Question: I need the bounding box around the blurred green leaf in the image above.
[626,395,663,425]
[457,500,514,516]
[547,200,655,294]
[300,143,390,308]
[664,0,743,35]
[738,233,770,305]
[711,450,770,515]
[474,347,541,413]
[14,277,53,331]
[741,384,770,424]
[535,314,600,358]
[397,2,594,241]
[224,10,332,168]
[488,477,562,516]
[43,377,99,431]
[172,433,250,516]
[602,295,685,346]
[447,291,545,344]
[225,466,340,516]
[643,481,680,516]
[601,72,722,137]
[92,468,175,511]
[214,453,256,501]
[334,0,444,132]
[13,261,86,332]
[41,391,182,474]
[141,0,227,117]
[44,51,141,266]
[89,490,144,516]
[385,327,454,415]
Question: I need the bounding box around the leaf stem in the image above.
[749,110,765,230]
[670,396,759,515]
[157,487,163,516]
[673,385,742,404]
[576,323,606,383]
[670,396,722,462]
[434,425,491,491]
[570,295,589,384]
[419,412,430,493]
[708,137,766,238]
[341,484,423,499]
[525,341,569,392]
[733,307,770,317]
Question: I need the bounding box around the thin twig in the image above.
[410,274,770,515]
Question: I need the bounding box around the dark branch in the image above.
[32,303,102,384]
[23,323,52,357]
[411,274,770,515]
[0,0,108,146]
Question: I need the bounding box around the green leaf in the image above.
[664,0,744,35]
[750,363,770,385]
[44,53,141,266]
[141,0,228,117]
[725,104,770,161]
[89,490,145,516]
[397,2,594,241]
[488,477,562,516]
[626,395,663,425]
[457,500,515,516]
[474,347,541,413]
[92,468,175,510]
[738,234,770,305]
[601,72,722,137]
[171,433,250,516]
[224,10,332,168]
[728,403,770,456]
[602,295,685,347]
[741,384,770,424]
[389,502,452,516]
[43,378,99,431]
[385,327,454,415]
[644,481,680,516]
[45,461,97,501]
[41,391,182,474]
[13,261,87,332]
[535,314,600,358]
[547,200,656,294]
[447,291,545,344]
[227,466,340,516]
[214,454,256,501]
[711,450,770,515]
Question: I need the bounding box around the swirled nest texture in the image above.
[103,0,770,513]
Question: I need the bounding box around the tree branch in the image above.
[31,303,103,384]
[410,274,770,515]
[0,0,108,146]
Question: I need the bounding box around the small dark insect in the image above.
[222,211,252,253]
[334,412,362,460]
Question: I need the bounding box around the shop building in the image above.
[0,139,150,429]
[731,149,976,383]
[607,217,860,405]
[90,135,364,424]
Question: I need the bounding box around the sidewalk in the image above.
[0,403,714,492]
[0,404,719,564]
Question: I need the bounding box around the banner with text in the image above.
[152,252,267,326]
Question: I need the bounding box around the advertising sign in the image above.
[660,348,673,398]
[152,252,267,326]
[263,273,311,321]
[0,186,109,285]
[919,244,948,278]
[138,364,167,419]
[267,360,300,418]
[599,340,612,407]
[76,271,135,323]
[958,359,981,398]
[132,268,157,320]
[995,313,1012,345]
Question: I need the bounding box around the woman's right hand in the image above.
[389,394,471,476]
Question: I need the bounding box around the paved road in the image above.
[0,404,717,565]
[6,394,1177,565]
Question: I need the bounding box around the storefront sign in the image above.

┄┄┄┄┄┄┄┄┄┄┄┄┄┄┄┄┄┄┄┄

▸ **Goal of the exercise**
Only the line that contains "Question: I need the bounding box around the thin" and the lines after it, through the end of the data above, are to be repeated exactly.

▸ **Answer for the task**
Question: I need the bounding box around the thin twig in the image above.
[410,274,770,515]
Question: I need the bounding box around the dark branch in the image above.
[32,303,102,384]
[23,323,52,357]
[411,274,770,515]
[0,0,108,146]
Question: I need the bounding box around the green leaf in the image above.
[664,0,744,35]
[750,363,770,385]
[44,53,141,266]
[141,0,228,117]
[725,104,770,161]
[89,490,145,516]
[397,2,594,241]
[488,477,562,516]
[626,395,663,425]
[457,500,515,516]
[474,347,541,413]
[92,468,175,510]
[738,234,770,305]
[601,72,722,137]
[171,433,250,516]
[224,10,332,168]
[728,403,770,456]
[602,295,685,347]
[741,384,770,424]
[389,502,452,516]
[43,378,99,431]
[385,327,454,415]
[644,481,680,516]
[45,461,97,501]
[41,391,182,474]
[13,261,87,332]
[535,314,600,358]
[547,200,656,294]
[447,291,545,344]
[227,466,340,516]
[214,454,256,501]
[711,450,770,515]
Question: I need the bounding box around the swirled nest texture in the image above.
[103,0,770,513]
Question: I need the bounding box around the tree branch in the image above.
[31,303,103,384]
[410,274,770,515]
[0,0,108,146]
Question: I need the bounding box around the small dark insect in the image above.
[222,211,252,253]
[334,412,362,460]
Question: I need the bounding box around the shop building in the image above.
[0,139,150,429]
[731,149,976,383]
[607,217,860,405]
[90,135,364,424]
Question: I need the bounding box around the sidewalk in the image above.
[0,403,714,492]
[0,404,719,564]
Question: I need the bounding box around the banner with text in the image above.
[152,252,267,326]
Question: I need the bounding box around the advertising sign in the image above.
[660,348,673,398]
[152,252,267,326]
[263,273,311,321]
[0,186,109,285]
[919,244,948,278]
[138,364,167,419]
[267,360,300,418]
[599,340,612,407]
[76,271,135,323]
[958,359,981,398]
[132,268,157,320]
[995,313,1012,345]
Question: I need the bounding box around the woman's right hand in the image above.
[389,394,471,476]
Question: I need the bounding box around the paved road in the image above.
[0,404,717,565]
[6,394,1177,565]
Question: I need the bounding box around the storefront sign in the image above.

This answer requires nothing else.